> [Source material]:

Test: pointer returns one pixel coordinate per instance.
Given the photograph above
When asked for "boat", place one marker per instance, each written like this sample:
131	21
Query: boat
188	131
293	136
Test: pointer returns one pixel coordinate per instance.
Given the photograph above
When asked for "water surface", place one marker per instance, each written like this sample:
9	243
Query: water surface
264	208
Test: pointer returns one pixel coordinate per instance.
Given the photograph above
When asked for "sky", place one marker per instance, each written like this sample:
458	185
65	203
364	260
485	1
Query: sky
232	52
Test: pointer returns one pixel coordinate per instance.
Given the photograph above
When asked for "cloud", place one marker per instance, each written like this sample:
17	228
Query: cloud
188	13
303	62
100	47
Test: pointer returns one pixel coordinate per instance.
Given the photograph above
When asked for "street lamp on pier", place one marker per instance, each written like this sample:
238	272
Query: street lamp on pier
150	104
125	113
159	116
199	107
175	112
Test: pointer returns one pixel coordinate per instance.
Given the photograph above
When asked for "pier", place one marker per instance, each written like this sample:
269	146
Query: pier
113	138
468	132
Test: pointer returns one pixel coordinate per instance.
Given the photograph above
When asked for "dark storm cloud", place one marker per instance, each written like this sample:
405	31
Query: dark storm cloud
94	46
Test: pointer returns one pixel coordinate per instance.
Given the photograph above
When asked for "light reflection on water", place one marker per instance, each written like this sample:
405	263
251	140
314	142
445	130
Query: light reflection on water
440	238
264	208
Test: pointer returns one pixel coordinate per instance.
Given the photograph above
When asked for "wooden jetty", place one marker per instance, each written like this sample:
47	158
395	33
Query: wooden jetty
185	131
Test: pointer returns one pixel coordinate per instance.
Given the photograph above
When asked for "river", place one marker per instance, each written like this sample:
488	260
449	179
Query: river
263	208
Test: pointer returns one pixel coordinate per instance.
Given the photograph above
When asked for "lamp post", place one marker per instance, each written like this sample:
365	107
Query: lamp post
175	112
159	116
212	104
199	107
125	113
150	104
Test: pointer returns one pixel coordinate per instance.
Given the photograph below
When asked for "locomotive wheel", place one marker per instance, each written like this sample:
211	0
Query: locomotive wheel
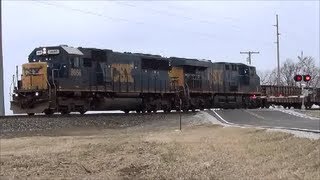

> [Work instructions]: Look through the listing, and copy each line that contains the word "locomotive".

> [Response]:
When asked for "locomotive wheel", place one marker per instance, each written like this sample:
Query: locomotive wheel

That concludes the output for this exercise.